Text section —
Son suffers sever depression. "Running out of options&

Postby Check_Your_Premises » Sat Aug 29, 2015 7:49 pm

All,

Thank you for having me here. I am seeking understanding.

My son is 20 and has dealt with depression for years. I have been depressed. But it was always due to an obvious loss, or situation.

I have always struggled with understanding his type of chronic depression.

So for me the obvious choice when dealing with something I know nothing about, and this serious, is to contact professionals.

He has been through all assortments of drugs. Last year he was put on Effexir. He was given a particularly high dose as I understand it. 1000mg? Sound right? Now the last year there has been some particularly bad behavior. I struggle with where the drugs are the problem vs. his own immaturity. He would say everything is due to the drugs. I want to believe that but I don't want to be naive. I want to help, but I don't want to enable.

He has made a difficult choice to get off the effexir. Which give me hope that it is the drugs that have made him act this way.

He has gone down to 375mg last week. He saw another doctor who diagnosed him with PTSD. He was given some mood relaxers. He seemed hopeful at first.

But now he has come to me to tell me he isn't doing well. For awhile now he has had vivid, intense, nightmares. He said that the only time he had some peace from them was when he was at 1000mg.

But as he put it, he is running out of options.

We are trying to look into other doctors, as he does not have much faith in the ones he has now.

I just have NO idea what to do.

Check_Your_Premises
Posts: 3
Joined: Sat Aug 29, 2015 7:16 pm

Sorry

Postby Check_Your_Premises » Sat Aug 29, 2015 7:51 pm

Meant to add, thanks for reading and I appreciate anybodies thoughts.

Wishes
Posts: 2
Joined: Tue Sep 01, 2015 2:17 am
Location: Texas, USA

I'm new here too, but not to depression

Postby Wishes » Tue Sep 01, 2015 2:46 am

I have been depressed for several years, have been through many different meds. and talk therapy. Speaking for myself, it can take many trys with different meds to find one that works for you, and each time I changed I had to wait from 3 weeks to 2months to see if the new med was better than the last. It can seem Never Ending. But there is help. I hope you can find a new Doctor that he can trust and can relate well to your son. Don't forget to take care of yourself too tho... anyway I'll be sending good thoughts your way.

Work to be completed — Continue the forum thread about a son's depression from the point where it stops.

Entries provided —
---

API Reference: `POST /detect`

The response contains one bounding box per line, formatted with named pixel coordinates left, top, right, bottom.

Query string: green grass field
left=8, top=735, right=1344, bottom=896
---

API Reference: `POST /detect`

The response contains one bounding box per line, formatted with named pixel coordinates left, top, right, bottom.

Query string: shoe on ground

--

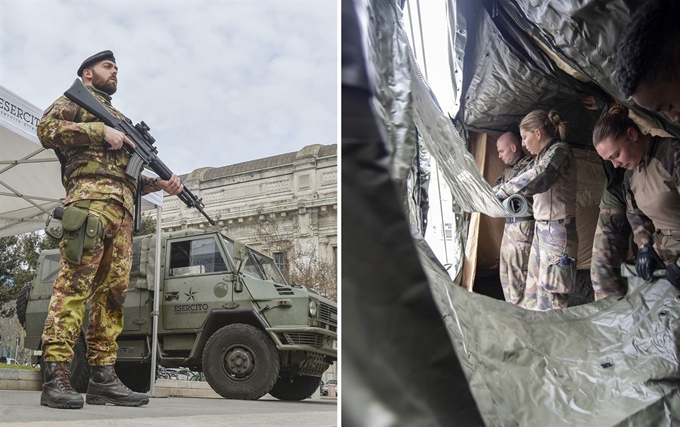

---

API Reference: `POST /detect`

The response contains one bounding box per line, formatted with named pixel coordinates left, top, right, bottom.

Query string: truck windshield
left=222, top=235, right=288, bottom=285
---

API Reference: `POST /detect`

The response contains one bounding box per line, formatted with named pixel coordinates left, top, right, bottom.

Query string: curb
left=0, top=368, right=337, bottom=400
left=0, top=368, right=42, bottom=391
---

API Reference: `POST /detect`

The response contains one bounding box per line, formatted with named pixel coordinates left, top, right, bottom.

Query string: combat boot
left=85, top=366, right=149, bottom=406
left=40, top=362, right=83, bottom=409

---

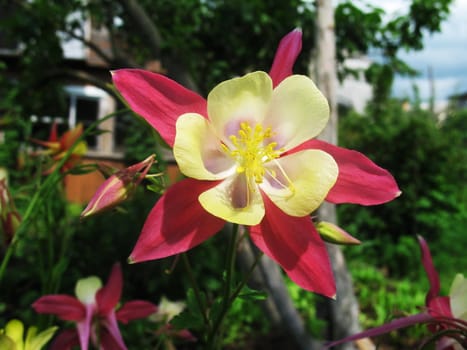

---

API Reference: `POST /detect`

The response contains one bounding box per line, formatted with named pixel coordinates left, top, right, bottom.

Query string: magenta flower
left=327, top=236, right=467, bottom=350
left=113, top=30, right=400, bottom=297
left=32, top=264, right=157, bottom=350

Result —
nenkohai2
Posts: 143
Joined: Wed Nov 12, 2014 12:43 pm

Postby nenkohai2 » Tue Sep 01, 2015 11:39 am

Young men of that age are a challenge. Mine is/was. (we hope it stays at "was").

Like you, I would be very concerned with his use of the phrase, "running out of options." I would suggest having a discussion about *exactly* what he means by that. You might have to drag it out of him.

My experience: in a fit of rage, my son started to threaten himself, with a knife. Immediately called 911. Situation had extenuating circumstance, but we did what we felt we must. His actions gave us no choice. Hospitalization remained on the table for the next year or so as the last option. And knowing that tended to separate the teen "drama queen/king" from his true feelings. He is on meds and doing very well right now.

We had MANY "come to Jesus" talks about what the hell was going on inside his head and his feelings. We got him to many doc appointments under protest, but we got him there. He hated that. But after the 911 call and all that ensued, we, and HE, had no choice.

No doubt your situation is unique and very different than mine. If I had one point to make, it'd be this - you may be faced with making a decision regarding your son that will hurt so much that you'll hate yourself. But if he is at a point of threatening himself, then those choices must be made.

It's all a process. Goals will seem far away. But the process needs to start. And he needs to work. He may hate the work, but he will see that he needs to do it (with the docs and you).

So sorry - I kind of babbled on there... I hope some kernel of info may have come out of the babble.

Hoping for you

n.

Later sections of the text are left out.